___ Text under study ___
I recognize that litigation is by its nature a stressful practice, and one that does not always lend itself to “serenity” or “work and social harmony”. We are after all paid by our clients to take on our shoulders their problems, together with all the associated stress and discomfort that comes with these conflicts and disputes. It can be a daunting task at the best of times, but our reward comes not only in the form of a handsome paycheque, but also in the gratifying knowledge that we can meaningfully and measurably help people. Oh what a feeling…
And yet a full 50% of young lawyers are suffering from psychological distress. Let’s not understate this: one half of Quebec lawyers with 10 years or less of practice are struggling with symptoms resembling burnout and depression. If you want to really understand what this means, simply press replay on the recent public and courageous disclosure made by Supreme Court Justice Clément Gascon regarding his deeply personal and at times perilous journey with mental health challenges over the course of his career. Let’s face it, these are no longer issues that can be willed away with a stiff upper lip. Never have been, for that matter.
I think, instead, that the profession needs to openly acknowledge that it is time for a serious change in culture; that we need to promote practice methods and customs that reduce rather than exacerbate the stressful working conditions that are eroding lawyers’ well-being and fostering psychological distress in the workplace.
___ Provided information ___
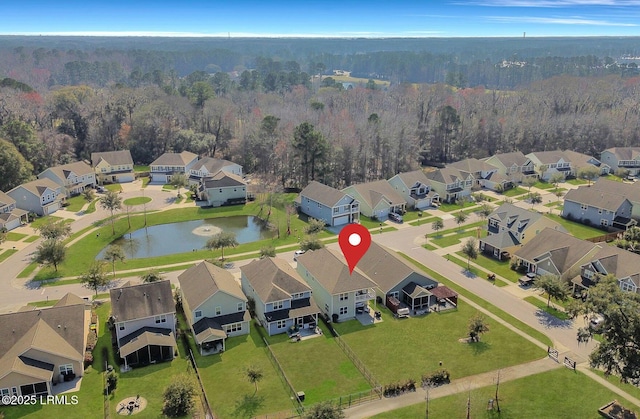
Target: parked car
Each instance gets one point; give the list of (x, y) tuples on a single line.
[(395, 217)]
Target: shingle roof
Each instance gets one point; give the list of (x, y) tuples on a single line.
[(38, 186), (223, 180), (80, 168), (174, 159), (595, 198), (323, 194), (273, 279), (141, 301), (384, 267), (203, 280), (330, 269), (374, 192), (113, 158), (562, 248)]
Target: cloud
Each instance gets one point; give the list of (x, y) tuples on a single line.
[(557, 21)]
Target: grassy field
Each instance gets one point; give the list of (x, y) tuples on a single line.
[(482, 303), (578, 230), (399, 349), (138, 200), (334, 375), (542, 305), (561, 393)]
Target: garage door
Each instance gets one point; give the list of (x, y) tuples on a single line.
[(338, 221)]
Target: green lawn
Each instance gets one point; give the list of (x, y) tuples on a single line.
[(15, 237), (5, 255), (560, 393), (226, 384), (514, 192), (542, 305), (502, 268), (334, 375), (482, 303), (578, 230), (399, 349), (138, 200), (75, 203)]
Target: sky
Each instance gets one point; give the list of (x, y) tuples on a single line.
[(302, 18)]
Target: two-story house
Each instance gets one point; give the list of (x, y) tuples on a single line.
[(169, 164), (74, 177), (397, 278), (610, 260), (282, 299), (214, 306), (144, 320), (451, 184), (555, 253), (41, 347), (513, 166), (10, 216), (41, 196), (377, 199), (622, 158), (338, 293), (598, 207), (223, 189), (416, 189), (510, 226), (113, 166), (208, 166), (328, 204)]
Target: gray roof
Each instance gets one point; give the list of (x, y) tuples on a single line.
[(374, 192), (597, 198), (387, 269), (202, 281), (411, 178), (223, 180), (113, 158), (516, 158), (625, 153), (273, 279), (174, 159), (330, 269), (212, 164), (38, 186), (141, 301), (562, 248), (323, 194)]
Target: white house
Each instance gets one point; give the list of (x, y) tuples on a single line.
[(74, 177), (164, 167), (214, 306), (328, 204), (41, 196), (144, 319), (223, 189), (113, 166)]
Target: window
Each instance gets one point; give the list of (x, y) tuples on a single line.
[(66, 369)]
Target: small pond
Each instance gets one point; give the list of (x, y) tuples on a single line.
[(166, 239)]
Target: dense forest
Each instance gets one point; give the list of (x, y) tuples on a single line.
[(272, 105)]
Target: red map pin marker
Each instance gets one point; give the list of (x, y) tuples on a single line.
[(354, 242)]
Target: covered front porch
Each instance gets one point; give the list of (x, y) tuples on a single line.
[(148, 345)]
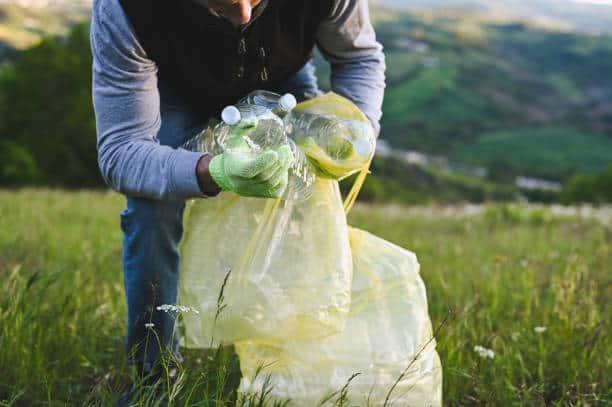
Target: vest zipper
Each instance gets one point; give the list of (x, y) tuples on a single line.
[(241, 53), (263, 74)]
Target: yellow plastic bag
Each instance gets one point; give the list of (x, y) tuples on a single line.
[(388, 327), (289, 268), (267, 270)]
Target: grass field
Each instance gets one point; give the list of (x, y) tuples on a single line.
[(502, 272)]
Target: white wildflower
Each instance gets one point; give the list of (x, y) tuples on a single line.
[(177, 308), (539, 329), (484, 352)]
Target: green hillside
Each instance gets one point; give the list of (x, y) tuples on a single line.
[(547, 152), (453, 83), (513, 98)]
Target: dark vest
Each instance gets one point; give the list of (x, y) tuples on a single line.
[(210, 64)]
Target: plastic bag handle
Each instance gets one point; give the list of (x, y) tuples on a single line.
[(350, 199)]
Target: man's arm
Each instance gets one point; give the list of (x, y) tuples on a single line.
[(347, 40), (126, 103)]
___
___ Provided information ___
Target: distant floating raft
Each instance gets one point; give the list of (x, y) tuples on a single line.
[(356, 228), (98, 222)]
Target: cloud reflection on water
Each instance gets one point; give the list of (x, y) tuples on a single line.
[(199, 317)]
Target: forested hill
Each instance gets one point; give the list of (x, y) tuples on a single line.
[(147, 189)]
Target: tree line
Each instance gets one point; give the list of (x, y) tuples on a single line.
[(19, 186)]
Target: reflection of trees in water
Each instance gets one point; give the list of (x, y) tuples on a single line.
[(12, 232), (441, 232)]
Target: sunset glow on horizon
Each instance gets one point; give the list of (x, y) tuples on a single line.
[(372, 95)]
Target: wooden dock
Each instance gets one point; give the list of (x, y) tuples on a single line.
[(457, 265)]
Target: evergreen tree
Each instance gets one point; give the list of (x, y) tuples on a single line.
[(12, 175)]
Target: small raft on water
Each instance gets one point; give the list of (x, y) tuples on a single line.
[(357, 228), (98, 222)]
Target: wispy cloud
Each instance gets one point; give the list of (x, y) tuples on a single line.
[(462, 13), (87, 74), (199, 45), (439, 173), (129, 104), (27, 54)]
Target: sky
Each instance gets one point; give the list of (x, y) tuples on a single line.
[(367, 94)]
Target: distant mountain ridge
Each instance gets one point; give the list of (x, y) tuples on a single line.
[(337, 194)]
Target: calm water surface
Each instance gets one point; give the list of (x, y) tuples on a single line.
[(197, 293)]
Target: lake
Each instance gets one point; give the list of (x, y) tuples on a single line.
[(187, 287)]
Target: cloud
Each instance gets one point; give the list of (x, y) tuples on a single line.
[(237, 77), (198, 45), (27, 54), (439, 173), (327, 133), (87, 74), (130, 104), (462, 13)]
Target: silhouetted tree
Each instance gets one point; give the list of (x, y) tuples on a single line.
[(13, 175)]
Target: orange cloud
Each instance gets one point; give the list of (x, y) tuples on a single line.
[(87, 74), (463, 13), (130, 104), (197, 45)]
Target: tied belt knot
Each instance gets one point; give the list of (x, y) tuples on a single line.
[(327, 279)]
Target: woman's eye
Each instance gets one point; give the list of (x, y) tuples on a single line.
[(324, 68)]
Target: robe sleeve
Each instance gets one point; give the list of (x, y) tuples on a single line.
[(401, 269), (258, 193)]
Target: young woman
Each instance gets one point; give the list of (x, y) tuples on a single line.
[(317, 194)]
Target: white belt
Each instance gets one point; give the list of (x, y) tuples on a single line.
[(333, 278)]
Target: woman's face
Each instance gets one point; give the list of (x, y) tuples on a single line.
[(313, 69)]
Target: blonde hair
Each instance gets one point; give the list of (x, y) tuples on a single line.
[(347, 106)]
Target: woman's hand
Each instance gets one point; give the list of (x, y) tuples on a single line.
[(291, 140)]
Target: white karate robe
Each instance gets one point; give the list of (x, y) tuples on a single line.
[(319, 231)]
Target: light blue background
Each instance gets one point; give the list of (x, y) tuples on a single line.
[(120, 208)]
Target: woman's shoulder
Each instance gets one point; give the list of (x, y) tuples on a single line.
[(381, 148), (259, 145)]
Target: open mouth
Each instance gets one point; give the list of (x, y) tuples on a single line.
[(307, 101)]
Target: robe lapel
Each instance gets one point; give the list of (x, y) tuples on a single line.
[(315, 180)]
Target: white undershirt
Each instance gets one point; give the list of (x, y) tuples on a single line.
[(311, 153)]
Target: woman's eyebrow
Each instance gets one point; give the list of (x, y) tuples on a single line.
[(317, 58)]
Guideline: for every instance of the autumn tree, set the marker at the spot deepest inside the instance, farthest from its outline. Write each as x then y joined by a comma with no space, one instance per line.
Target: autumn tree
___
# Your task
Pick up the text on lawyer well-being after its final sentence and keep it going. The listing comes from a different source than the text on lawyer well-being.

# Response to this exercise
Perhaps this means redefining (or, quite frankly, simply understanding) the notions of “urgency” and “importance”, both when assessing our clients’ real needs and when considering our own internal deadlines and priorities. Is it not somewhat ironic that the high octane practice of real-time litigation was conceived in the bankruptcy chamber of our courts, where parties are essentially fighting over a corpse?
Maybe the imperative of civil and courteous behaviour needs to be reinforced – and actively enforced – within the litigation bar. Just because our civil justice system is premised on an adversarial process does not mean it should be carried out in an adversarial (read “attack-dog”) fashion. I know from experience that uncivil and overly combative conduct of opposing counsel can virtually ruin and forever impact young lawyers. This type of behaviour simply has to be removed from the practice.
Finally (and I expect I might receive hate mail for this one), it may even be time to reflect upon and understand the concept of “plenty”. Let me explain…To the extent lawyers continue to stubbornly adhere to business models that essentially sell time for profit, now may be an appropriate occasion to revisit just how much of it we really want (or need) to sell. In light of the Barreau’s recent study, I would be curious to know what if any relationship exists between increasing demands on supplying one’s time and the incidence of psychological distress in any workplace. Surely there comes a point where the marginal benefit to the bottom line becomes outweighed by the overall wellness impact of demanding more and more time – billable or otherwise – from young lawyers?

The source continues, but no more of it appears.